Document:

= = =

The United States of America is a nation unlike any other in the world. 

We The People founded this great nation during the conquest for freedom from a tyrannical government. Upon its creation, the world had never seen a government such as ours. 

As history progressed, and the rise of the global economy ensued, we leapt forward as a world leader in trade, military power, and protection of freedom. 

Still, today, we are the superior example of fundamental freedom, which many nations aspire to follow. 

The United States of America is the greatest country on earth, and our unique government structure is just one of the facets that makes it so.

The perfect government does not exist, however. Our Founding Fathers did their best to ensure a system of checks and balances within our government so that one branch is not more powerful than another. 

This unfortunately is not the case. The judicial branch of our government undoubtedly has the most influence on our society. 

Without many citizens knowing, the Supreme Court single-highhandedly molded our society into what it is today. 

On numerous occasions, the Supreme Court changed the course of American history with the creation of just one court opinion. 

Since American culture and governmental decisions also affect a majority of the global economy, the Supreme Court has the potential to change the history and culture of the entire world. 

Some consider it a harrowing thought that such power is put into the hands of just nine men and women. Others are completely oblivious to the power of the Supreme Court. 

A majority of people could not name the nine Supreme Court justices. The reason for this may be largely because they are unelected by the people. Justices are chosen by the President and confirmed by the Senate. 

This allows the justices to make decisions without political pressure, campaigning interference, and control from lobbyists. 

The absence of political pressure results in a non-definitive stance on political party beliefs from some justices. Recent presidents have done a better job of appointing very conservative or very liberal justices.

Justices, however, serve life-long terms, so the opportunity to appoint new justices is rare and random. The ideal situation for appointing a Supreme Court justice in favor of your party is a president and Senate majority that have identical political agendas. 

The conservatives have this advantage now, but the window could close with the upcoming election. 

Some Justices will try and remain on the Supreme Court as long as possible until their party’s “ideal situation” is in place. 

For example, the late Justice Ruth Bader Ginsberg, had been witnessed snoozing through several court sessions, refusing to retire until the liberals had regained control of the government. 

As previously mentioned, the Supreme Court has the opportunity and ability to influence the history and culture of America, and ultimately, the world. 

Historians have observed this phenomenon on several occasions. A prime example of the Supreme Court indirectly influencing world affairs was the Bush v. Gore case in 2000. In Florida, the votes for the Presidential election were deemed too close to call. 

The Florida Supreme Court called for a recount. The US Supreme Court, however, overturned their decision and ruled in favor of George Bush, essentially proclaiming him the President of the United States. 

Within a year, the September 11, 2001 terrorist attacks were committed. President Bush launched the US into a very costly war in the Middle East that we are still feeling the repercussions of today. 

Some wonder what the outcome would have been if the Supreme Court had named Al Gore the president.

= = =

Supplied data:
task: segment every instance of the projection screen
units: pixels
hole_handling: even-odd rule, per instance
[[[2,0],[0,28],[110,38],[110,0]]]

= = =

What this exercise asks:
a - Using the essay on the Supreme Court, explain in one to three sentences why the chance to appoint new justices is rare and random.
b - In the essay on the Supreme Court, which court called for a recount of the Florida presidential votes?
c - Write out the passage of the essay on the Supreme Court that begins at the words "The absence of" and stops after "of the government.".
The material above is separate from the essay on the Supreme Court and stands on its own.

Answers by task:
a - Justices serve life-long terms, so a seat opens only occasionally and unpredictably. This makes the opportunity for a president to appoint a new justice rare and random.

b - The Florida Supreme Court.

c -
The absence of political pressure results in a non-definitive stance on political party beliefs from some justices. Recent presidents have done a better job of appointing very conservative or very liberal justices.

Justices, however, serve life-long terms, so the opportunity to appoint new justices is rare and random. The ideal situation for appointing a Supreme Court justice in favor of your party is a president and Senate majority that have identical political agendas. 

The conservatives have this advantage now, but the window could close with the upcoming election. 

Some Justices will try and remain on the Supreme Court as long as possible until their party’s “ideal situation” is in place. 

For example, the late Justice Ruth Bader Ginsberg, had been witnessed snoozing through several court sessions, refusing to retire until the liberals had regained control of the government.